__Page__:
===============

Survival of the Richest
Is economic behavior best understood in Darwinian terms? Actually, no.
In the polarized debate over government’s proper role in the economy, Robert H. Frank wants to rally American citizens to one important home truth: that all patterns of consumption and taxation are relative. The way that we dispose of our incomes and nourish collective social goods is not the fixed zero-sum proposition that partisans of the libertarian right imagine such choices to be. Rather, Frank—a Cornell University professor of economics who also writes the “Economic View” column for The New York Times—argues in The Darwin Economy that all perceived economic gains and losses are relative to each individual’s comparative standing amid equivalently consuming peers. It thus stands to reason that the pains and gains we typically assign to decisions such as taxing a given socially harmful behavior, or permitting the Bush-era tax cuts on the highest class of earners to expire, are also relative deliberative propositions, and not the confiscatory government boondoggles of libertarian fancy. After all, as Frank explained in a 2010 Times piece outlining the irrational character of anti-tax rhetoric when it’s laid alongside the actual behavior of high-earning Americans springing for top-of-the-line sports cars or potlatch-style coming-out parties for their offspring, “When others in your circle spend a lot, you must spend accordingly or else live with the disappointment that results from unmet expectations.”

===============

__Problem set__:
A - In the review of The Darwin Economy, which New York Times column does Robert H. Frank write?
B - Pick up the review of The Darwin Economy after its final sentence and continue it in the same voice.

[Excerpt from a dataset]
===============

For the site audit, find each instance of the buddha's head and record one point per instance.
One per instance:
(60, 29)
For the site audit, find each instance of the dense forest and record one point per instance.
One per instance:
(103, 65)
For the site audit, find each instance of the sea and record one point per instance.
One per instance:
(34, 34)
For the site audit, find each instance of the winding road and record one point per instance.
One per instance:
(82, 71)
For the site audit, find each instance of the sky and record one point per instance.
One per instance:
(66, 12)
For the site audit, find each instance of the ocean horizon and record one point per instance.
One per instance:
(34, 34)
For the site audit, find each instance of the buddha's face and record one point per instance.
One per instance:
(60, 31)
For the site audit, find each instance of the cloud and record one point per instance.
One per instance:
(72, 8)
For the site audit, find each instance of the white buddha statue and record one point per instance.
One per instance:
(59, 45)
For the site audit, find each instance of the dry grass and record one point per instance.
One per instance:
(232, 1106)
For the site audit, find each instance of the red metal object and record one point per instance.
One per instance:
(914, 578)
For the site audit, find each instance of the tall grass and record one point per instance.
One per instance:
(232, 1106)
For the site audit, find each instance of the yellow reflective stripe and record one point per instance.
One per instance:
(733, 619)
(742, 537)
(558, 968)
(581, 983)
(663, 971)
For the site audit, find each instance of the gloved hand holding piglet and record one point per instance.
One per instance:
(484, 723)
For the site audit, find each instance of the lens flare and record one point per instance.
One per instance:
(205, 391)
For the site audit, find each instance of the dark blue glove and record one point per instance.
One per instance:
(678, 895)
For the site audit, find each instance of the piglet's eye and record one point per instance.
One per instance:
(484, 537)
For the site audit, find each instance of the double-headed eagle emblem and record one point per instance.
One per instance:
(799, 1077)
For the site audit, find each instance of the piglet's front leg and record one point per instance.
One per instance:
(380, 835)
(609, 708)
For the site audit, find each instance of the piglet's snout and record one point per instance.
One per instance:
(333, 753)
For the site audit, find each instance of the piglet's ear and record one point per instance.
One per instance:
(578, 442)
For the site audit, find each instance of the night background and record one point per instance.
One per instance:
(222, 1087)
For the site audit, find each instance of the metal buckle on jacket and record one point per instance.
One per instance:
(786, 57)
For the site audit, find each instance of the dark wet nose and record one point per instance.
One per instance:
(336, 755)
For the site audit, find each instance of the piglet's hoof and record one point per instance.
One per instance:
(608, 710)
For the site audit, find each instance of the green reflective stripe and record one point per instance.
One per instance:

===============

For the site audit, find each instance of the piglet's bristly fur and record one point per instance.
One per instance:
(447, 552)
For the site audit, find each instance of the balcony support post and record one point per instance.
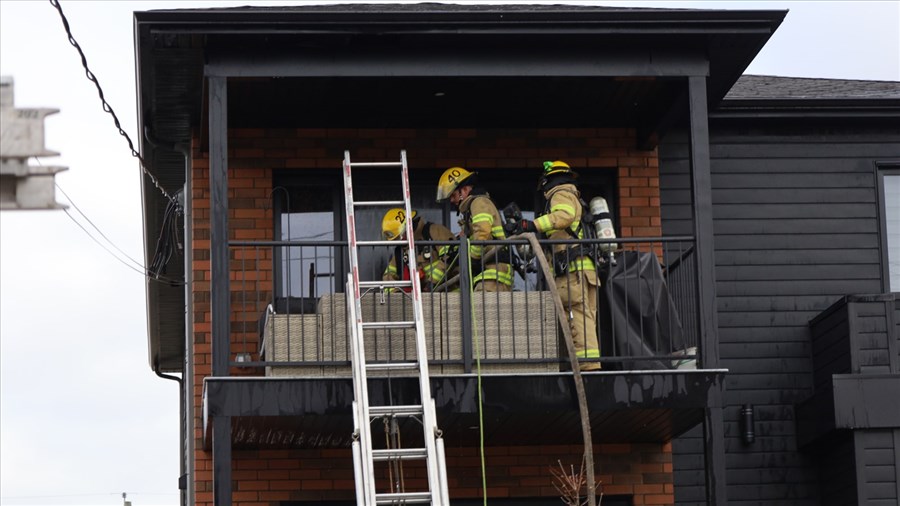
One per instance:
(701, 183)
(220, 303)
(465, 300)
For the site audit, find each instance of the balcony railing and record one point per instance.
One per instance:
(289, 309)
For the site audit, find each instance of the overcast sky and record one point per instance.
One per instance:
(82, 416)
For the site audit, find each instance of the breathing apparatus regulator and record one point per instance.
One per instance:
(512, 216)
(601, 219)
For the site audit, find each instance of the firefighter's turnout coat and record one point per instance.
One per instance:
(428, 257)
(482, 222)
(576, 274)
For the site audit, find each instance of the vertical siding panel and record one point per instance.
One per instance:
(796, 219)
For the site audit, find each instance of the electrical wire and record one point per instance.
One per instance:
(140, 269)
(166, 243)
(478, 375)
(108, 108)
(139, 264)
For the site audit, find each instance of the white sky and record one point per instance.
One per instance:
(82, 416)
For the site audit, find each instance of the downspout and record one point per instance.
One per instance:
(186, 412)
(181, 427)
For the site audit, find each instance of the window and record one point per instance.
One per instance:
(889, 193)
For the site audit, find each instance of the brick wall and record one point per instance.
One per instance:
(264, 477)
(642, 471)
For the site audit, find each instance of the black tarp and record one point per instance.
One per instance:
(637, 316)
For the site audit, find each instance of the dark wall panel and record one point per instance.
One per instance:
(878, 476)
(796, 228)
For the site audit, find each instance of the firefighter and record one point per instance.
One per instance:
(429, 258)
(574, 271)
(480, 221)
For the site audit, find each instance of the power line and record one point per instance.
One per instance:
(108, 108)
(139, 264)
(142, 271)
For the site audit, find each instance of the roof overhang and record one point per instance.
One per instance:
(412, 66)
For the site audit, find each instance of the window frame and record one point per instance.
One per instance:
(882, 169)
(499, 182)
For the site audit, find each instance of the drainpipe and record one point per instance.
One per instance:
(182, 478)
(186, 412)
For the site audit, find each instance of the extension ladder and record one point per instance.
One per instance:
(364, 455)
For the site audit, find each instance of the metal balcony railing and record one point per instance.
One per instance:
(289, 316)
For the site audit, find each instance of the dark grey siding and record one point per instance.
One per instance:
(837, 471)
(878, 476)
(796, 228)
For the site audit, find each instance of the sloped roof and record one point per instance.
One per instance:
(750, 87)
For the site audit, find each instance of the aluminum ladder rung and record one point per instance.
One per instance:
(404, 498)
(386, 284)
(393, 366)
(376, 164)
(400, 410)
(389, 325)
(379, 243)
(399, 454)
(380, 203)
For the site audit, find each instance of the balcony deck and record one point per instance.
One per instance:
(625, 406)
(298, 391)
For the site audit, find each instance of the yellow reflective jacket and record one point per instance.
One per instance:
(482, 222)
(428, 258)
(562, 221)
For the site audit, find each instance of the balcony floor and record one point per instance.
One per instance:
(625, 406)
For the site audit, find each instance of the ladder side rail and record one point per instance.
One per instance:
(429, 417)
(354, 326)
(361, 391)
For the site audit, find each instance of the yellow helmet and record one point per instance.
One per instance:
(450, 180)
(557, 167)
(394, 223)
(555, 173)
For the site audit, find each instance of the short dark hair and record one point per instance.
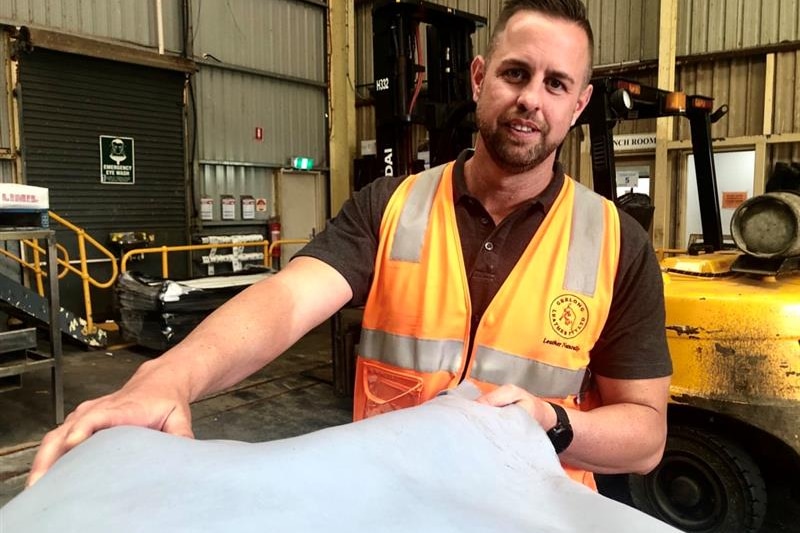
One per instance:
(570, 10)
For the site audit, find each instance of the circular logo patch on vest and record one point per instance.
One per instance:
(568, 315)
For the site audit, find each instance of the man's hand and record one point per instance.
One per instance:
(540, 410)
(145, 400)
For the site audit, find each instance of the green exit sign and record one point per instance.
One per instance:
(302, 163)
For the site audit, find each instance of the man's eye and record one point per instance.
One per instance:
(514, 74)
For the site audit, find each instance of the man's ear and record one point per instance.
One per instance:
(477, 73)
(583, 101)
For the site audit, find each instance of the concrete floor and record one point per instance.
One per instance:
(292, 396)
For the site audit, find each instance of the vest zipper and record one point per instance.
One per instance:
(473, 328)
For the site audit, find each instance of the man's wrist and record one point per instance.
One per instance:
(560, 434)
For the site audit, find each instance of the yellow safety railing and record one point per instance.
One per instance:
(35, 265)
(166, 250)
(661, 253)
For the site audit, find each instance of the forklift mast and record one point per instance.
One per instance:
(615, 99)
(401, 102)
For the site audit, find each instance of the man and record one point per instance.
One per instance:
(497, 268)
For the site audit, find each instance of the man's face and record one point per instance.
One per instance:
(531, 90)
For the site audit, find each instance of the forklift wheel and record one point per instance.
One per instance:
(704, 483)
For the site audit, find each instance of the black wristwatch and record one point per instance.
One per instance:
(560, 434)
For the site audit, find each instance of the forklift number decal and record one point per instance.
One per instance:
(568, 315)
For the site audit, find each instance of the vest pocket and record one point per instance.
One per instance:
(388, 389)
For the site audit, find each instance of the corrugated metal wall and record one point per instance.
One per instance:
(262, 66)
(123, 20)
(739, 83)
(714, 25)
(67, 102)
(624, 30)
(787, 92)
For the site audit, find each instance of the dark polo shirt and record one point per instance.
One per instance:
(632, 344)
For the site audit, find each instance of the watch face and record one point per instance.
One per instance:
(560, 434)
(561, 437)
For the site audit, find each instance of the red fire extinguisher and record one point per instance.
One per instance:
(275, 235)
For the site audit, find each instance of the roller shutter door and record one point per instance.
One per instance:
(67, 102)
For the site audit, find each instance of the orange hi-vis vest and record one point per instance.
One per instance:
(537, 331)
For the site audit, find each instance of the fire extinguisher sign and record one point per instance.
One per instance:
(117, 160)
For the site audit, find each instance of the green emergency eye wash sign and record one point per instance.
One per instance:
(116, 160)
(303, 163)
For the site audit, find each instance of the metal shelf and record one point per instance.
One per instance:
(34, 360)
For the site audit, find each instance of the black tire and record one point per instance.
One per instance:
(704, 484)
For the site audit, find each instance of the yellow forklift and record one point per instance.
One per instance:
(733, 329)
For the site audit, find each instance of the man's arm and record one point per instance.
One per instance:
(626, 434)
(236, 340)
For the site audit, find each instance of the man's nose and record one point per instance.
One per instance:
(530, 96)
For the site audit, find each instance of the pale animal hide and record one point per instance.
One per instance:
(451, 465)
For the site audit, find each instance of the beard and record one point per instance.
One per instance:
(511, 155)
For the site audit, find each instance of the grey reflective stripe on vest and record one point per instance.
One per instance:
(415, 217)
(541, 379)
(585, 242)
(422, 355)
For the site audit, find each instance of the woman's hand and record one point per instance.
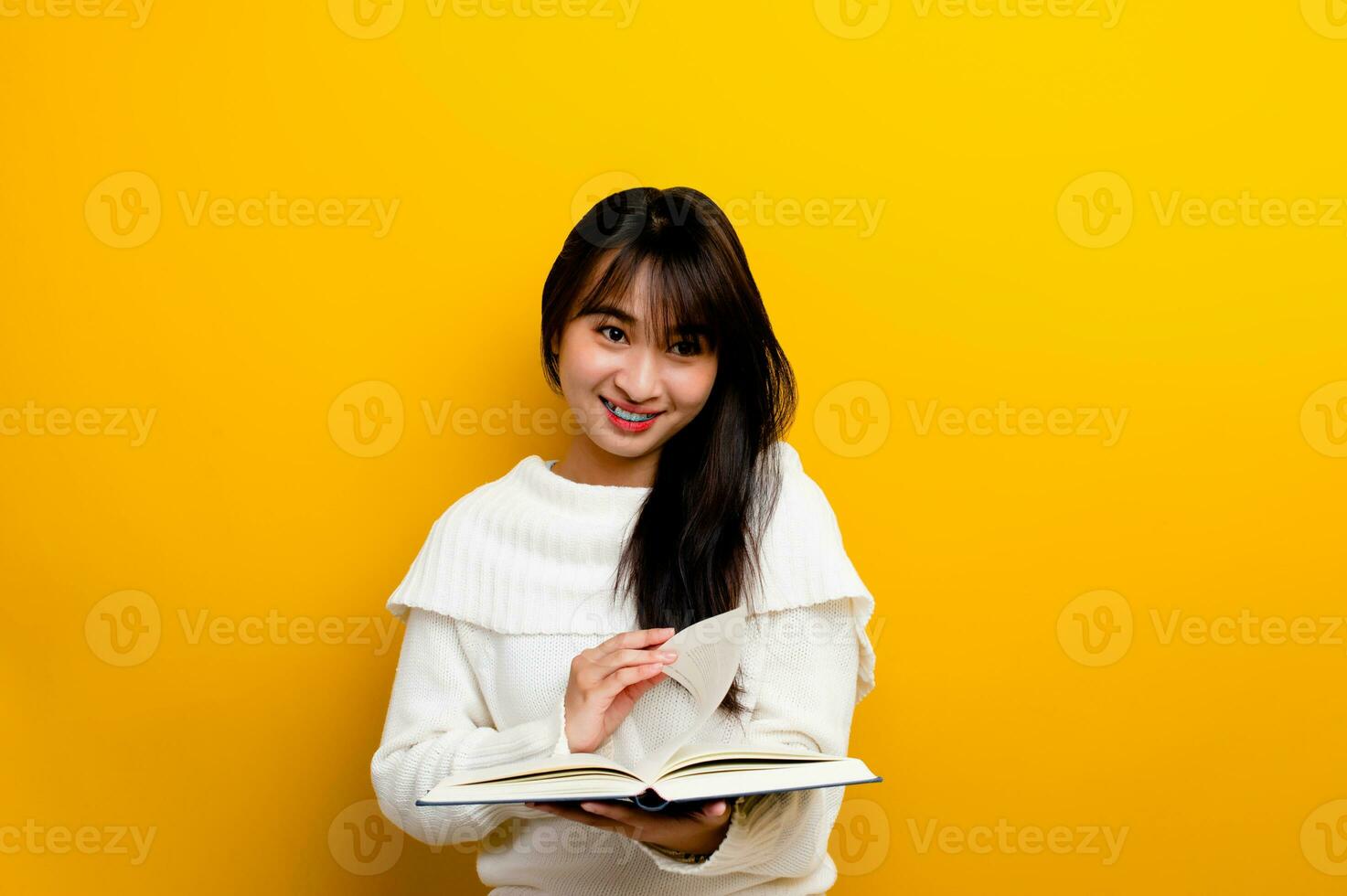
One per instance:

===============

__Results__:
A - The "Economic View" column.

B -
This might strike most readers as homiletic common sense—on the order of the childhood reminders from your parents that children are starving in Africa as you let leftovers languish on your own dinner plate. But Frank contends that the foundational appeal of what are known as “positional goods”—products defined principally by their broader social worth rather than their narrow rational utility—accounts for a good deal of the high-octane obfuscation in American economic debate. Indeed, he argues in The Darwin Economy, the battle for the optimal hoard of positional goods is at bottom a reflection of how economic behavior is principally shaped by the laws of natural selection, rather than by the suprational “invisible hand” hymned by Adam Smith’s libertarian faithful.
What’s ultimately most revealing about Frank’s monograph though, is not so much the particular case he makes against the austerity-addled libertarian consensus now taking shape in these United States; that is, alas, a weak and unconvincing brief. Rather, The Darwin Economy is noteworthy for its very acrobatic devotion to some—any—model that would seem well positioned to supplant the invisible hand as the prime mover of economic life in market societies. Instead of simply noting the abundant empirical failures of free-market theorizing for what they are—and thereby placing the burden of accountability on the small-government apostles of deregulation—Frank opts for the centrist dodge of trimming the differences between the excesses of libertarian dogma on the one hand and the reflexes of an allegedly Naderite, intervention-happy left cadre of government bureaucrats on the other.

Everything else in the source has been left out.